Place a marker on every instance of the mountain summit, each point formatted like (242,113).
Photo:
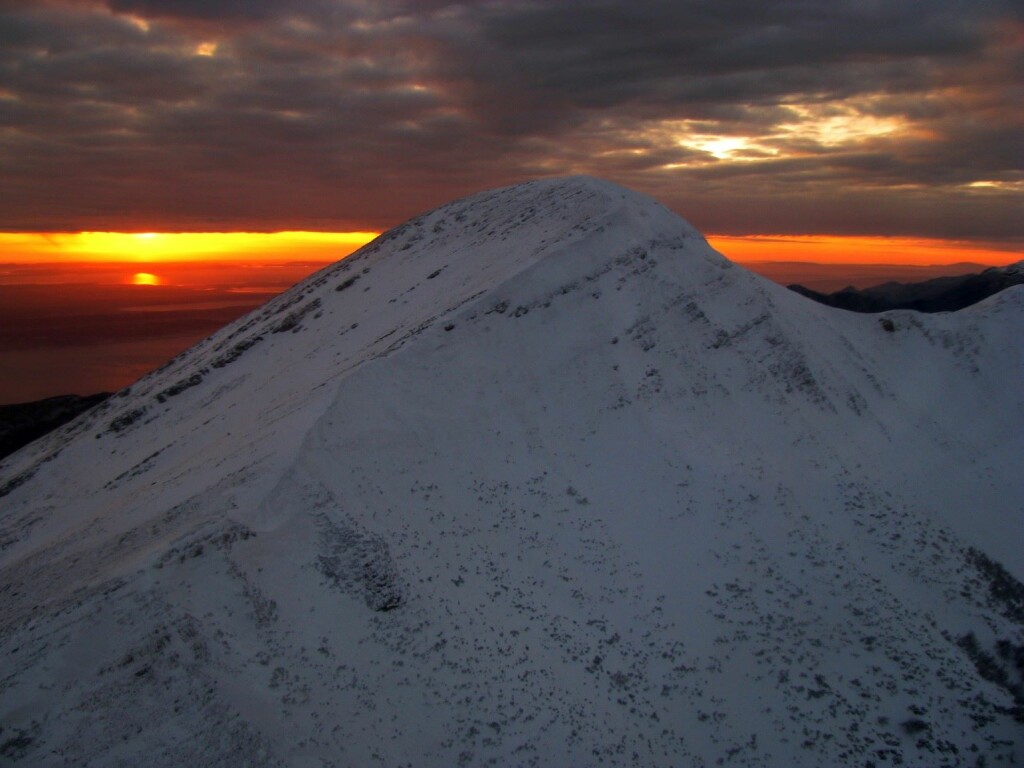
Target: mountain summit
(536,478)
******
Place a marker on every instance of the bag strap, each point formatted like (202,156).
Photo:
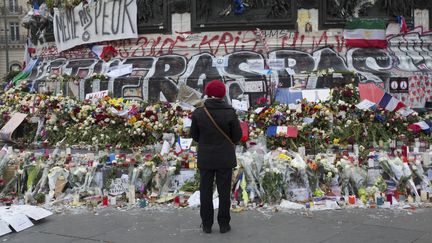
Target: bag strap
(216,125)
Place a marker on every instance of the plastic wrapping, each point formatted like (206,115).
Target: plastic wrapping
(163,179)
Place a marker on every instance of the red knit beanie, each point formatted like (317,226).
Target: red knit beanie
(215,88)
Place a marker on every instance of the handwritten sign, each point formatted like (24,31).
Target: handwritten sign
******
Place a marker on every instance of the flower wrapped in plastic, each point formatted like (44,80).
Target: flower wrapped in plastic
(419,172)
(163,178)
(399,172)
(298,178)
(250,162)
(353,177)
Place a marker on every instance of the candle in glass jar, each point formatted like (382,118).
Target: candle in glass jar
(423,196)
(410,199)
******
How many lines in the entries above contain the word "knit"? Letter case counts. Give only the number.

2